══ EXTRAIT SOURCE

Dans le domaine des matières premières rares, la Chine joue un rôle prépondérant. Selon nos experts, 91 % des réserves mondiales de magnésium et 76 % des réserves de silicium sont détenues par la Chine. L'UE est également très dépendante de la Chine pour le manganèse. En outre, 60 % du marché mondial du cobalt, par exemple, est détenu par la République démocratique du Congo. L'Afrique du Sud détient 71 % des réserves de platine et la Russie 40 % du palladium.

Selon Johan Geeroms, notre Directeur Risk Underwriting Benelux, les risques géopolitiques sont élevés. « Si de tels pays unissent leurs forces comme l'ont fait les pays producteurs de pétrole, cela rend l'UE extrêmement vulnérable à la manipulation et aux guerres commerciales. Vous obtenez alors une sorte d'OPEM en plus de l'OPEP. Ce sont eux qui déterminent les prix et l'offre. Les mesures annoncées par l'UE au printemps dernier pour prévenir cette dépendance sont tout à fait insuffisantes. »

Johan Geeroms évoque la législation sur les MPC (Matières Premières Critiques). Elle stipule notamment que l'Europe doit s'approvisionner à hauteur de 10 % dans ses propres mines pour 18 matières premières sélectionnées. Pour 7 matières premières, le rapport de recherche indique que cela ne réussira certainement pas (antimoine, borate, manganèse, graphite naturel, terres rares, tantale et titane). Vingt-quatre autres matières premières ont été citées pour lesquelles l'UE exige qu'au moins 40 % de la consommation annuelle provienne de son propre raffinage. Selon Allianz Trade, cela ne peut pas fonctionner pour 21 matières premières.

════
══ LIGNES ENREGISTRÉES

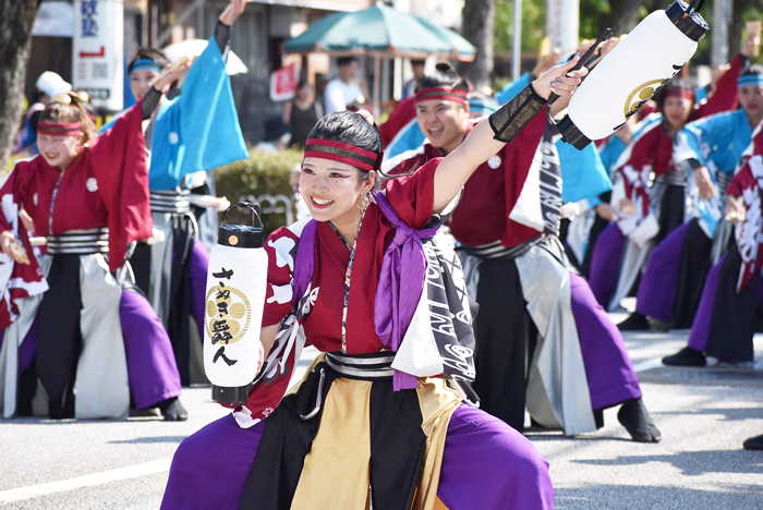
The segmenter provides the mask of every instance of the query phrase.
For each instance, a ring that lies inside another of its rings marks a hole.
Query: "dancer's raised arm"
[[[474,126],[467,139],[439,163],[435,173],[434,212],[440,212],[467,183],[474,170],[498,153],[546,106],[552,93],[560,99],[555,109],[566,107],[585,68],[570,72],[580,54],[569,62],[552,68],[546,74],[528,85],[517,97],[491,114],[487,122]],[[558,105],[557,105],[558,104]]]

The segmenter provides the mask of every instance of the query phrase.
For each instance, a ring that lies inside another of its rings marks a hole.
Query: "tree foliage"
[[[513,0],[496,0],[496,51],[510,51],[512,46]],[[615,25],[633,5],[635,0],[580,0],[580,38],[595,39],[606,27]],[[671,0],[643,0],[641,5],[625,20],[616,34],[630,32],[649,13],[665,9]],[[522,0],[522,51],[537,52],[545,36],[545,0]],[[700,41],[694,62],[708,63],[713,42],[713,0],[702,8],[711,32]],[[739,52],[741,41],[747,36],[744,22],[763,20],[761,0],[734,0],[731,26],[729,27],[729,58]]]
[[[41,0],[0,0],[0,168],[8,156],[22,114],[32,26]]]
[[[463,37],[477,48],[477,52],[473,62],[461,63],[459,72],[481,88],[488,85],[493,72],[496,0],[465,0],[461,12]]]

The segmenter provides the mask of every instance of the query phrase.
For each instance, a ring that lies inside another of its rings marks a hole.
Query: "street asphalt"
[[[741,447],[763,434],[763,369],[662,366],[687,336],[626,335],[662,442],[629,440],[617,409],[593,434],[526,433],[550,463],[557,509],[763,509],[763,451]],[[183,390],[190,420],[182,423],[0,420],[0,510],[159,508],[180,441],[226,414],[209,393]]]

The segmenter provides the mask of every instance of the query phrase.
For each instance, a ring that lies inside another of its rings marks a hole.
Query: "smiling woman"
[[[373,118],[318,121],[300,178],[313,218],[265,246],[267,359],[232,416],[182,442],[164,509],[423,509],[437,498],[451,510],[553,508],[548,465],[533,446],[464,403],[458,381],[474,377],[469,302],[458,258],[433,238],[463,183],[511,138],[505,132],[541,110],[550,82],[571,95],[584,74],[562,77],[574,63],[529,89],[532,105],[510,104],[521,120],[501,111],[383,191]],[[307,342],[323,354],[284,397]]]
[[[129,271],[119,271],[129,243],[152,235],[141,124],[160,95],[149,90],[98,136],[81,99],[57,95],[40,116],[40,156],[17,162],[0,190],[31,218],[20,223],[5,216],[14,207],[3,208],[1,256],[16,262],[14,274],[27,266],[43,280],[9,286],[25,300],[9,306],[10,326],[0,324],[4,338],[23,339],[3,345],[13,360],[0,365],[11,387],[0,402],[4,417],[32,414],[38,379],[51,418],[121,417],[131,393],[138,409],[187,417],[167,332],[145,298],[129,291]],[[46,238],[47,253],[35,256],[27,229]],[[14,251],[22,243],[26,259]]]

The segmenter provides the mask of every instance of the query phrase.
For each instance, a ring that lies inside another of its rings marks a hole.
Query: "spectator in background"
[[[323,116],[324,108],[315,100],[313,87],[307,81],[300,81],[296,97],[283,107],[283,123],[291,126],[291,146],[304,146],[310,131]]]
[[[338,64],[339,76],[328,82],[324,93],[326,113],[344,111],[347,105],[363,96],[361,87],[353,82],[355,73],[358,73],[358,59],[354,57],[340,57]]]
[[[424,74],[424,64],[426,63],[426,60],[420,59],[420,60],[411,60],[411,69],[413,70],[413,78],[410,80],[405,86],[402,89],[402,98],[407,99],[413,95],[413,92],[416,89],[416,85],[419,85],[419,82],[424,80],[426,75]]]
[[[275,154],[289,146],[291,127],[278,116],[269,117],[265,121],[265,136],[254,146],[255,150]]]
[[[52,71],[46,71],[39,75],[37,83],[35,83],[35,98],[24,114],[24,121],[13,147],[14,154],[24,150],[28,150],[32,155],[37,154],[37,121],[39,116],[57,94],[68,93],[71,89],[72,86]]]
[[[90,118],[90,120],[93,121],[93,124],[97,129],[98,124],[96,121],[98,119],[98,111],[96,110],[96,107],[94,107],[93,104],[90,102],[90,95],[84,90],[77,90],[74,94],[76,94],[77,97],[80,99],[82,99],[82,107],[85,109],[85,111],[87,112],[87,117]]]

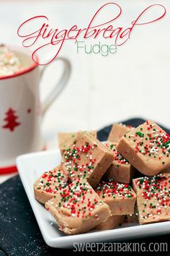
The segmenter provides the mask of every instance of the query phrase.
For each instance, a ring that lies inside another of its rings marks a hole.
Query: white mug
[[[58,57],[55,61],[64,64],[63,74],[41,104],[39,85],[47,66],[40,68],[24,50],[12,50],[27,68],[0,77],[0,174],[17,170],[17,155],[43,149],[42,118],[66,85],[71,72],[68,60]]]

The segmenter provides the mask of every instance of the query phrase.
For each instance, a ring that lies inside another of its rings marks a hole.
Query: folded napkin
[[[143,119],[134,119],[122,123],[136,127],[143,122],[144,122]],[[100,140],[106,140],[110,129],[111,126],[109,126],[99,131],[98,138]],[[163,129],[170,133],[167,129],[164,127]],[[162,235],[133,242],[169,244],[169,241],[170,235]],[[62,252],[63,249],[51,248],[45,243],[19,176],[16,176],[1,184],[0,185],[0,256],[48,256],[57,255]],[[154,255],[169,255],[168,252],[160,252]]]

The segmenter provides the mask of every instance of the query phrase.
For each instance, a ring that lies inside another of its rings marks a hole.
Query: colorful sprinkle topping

════

EXIGENCES DE LA TÂCHE => Recopiez fidèlement le passage de l'extrait sur les matières premières rares allant de « Johan Geeroms évoque » jusqu'à « 21 matières premières. » inclus. La liste ci-dessus provient d'une autre source.

TÂCHE ACCOMPLIE =>
Johan Geeroms évoque la législation sur les MPC (Matières Premières Critiques). Elle stipule notamment que l'Europe doit s'approvisionner à hauteur de 10 % dans ses propres mines pour 18 matières premières sélectionnées. Pour 7 matières premières, le rapport de recherche indique que cela ne réussira certainement pas (antimoine, borate, manganèse, graphite naturel, terres rares, tantale et titane). Vingt-quatre autres matières premières ont été citées pour lesquelles l'UE exige qu'au moins 40 % de la consommation annuelle provienne de son propre raffinage. Selon Allianz Trade, cela ne peut pas fonctionner pour 21 matières premières.